Building a line-by-line lexer in C#
So there I was. It was a lazy afternoon before my final exam of the semester, and I was idly looking through some old code. One thing led to another, and I ended up writing a line-based scanning lexer in C# - and I thought I'd share it here, pulling it apart and putting it back together again.
The aim was to build something regular expression based, that would be flexible enough that it could be used in a wide-range of applications - but not too difficult or confusing to pick up, use and add to another project. The final code isn't currently available in a public repository (it's actually for a personal project - maybe I'll get around to refactoring it into a library if there's the demand), but I'll still post the finished code at the end of this post.
To start with, let's define some data classes to hold some input and output information. Hrm. Let's see - we'll need a class to represent a rule that the lexer will utilise, and one to represent the tokens that our lexer will be emitting. Let's deal with the one for the rules first:
public class LexerRule<TokenType>
{
public readonly TokenType Type;
public readonly Regex RegEx;
public bool Enabled { get; set; } = true;
public LexerRule(TokenType inName, string inRegEx)
{
if (!typeof(TokenType).IsEnum)
throw new ArgumentException($"Error: inName must be an enum - {typeof(TokenType)} passed");
Type = inName;
RegEx = new Regex(inRegEx);
}
public bool Toggle()

- [What you need to do]
• 1. In the lexer post, condense the paragraph beginning "The aim was to build" into a short bulleted list that keeps its main facts.
• 2. Carry the lexer post forward from the point where it stops.
The records have no connection to the lexer post.

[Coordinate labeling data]
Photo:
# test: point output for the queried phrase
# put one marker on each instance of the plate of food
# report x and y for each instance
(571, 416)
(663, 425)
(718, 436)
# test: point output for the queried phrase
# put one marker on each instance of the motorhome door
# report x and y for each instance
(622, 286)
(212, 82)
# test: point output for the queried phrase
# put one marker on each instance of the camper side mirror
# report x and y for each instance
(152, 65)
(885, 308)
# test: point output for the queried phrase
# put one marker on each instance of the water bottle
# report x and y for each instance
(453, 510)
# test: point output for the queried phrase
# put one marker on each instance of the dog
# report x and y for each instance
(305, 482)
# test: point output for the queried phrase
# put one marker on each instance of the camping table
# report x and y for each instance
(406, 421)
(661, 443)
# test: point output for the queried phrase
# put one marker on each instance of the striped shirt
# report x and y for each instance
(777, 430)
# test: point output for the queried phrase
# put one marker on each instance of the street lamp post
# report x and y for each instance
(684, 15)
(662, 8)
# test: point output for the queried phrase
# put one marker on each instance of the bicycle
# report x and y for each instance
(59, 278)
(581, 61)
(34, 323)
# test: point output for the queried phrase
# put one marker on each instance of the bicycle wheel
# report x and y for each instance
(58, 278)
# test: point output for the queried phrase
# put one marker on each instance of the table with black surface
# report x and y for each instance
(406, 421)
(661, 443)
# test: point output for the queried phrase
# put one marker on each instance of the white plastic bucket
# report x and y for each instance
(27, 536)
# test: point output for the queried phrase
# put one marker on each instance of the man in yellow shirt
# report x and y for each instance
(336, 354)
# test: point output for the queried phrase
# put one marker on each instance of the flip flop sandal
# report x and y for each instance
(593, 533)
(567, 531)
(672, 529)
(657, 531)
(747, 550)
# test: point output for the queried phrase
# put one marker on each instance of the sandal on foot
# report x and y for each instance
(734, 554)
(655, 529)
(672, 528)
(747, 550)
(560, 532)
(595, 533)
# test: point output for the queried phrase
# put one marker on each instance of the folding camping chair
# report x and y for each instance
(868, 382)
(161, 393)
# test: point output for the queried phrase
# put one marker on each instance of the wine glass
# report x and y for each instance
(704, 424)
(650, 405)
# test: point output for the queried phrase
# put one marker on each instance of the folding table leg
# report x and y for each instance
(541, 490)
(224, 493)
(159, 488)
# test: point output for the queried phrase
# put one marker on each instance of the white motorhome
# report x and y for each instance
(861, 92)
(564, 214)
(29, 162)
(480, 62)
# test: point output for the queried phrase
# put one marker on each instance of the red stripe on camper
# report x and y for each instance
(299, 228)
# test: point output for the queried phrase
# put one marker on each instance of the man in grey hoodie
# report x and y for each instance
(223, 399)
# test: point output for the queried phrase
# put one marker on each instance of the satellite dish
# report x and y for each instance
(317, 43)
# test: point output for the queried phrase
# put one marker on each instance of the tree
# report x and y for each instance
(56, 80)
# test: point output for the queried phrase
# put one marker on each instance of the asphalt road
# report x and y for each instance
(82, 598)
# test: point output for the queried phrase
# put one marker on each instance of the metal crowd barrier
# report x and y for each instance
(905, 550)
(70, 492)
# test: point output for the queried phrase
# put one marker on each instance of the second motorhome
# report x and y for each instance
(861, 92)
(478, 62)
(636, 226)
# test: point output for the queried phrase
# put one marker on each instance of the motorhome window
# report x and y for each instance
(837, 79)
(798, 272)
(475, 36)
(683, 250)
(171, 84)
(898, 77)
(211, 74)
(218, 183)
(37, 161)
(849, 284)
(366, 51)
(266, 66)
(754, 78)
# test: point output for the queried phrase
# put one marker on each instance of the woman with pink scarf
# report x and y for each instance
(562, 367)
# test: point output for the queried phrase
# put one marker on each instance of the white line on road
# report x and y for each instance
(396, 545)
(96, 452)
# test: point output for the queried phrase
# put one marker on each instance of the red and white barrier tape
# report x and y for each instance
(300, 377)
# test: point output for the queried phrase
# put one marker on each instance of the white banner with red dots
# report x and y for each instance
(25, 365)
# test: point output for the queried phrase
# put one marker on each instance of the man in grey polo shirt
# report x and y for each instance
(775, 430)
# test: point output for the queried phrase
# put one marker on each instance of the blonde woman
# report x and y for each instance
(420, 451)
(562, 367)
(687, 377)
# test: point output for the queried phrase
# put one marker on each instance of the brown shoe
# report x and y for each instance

- [The responses]
• 1.
- The goal was a lexer based on regular expressions.
- It should be flexible enough for a wide range of applications.
- It should still be easy to pick up, use, and add to another project.
- The final code is not in a public repository because it belongs to a personal project.
- It may be refactored into a library if there is demand.
- The finished code will still be posted at the end of the post.

• 2.
{
Enabled = !Enabled;
return Enabled;
}
}
Here I define a template (or generic) class that holds a regular expression, and associates it with a value from an enum. There's probably a better / cleaner way to make sure that TokenType
is an enum, but for now this should serve it's purpose just fine. I also add a simple Enabled
boolean property - as we'll be adding support for dynamically enabling and disabling rules later on.
Next up, let's tackle the class for the tokens that we're going to be emitting:
public class LexerToken<TokenType>
{
public readonly bool IsNullMatch = false;
public readonly LexerRule<TokenType> Rule = null;
public readonly Match RegexMatch;
public TokenType Type {
get {
try {
return Rule.Type;
}
catch (NullReferenceException) {
return default(TokenType);
}
}
}
private string nullValueData;
public string Value {
get {
return IsNullMatch ? nullValueData : RegexMatch.Value;
}
}
public LexerToken(LexerRule<TokenType> inRule, Match inMatch)
{
Rule = inRule;
RegexMatch = inMatch;
}
public LexerToken(string unknownData)
{
IsNullMatch = true;
nullValueData = unknownData;
}
public override string ToString()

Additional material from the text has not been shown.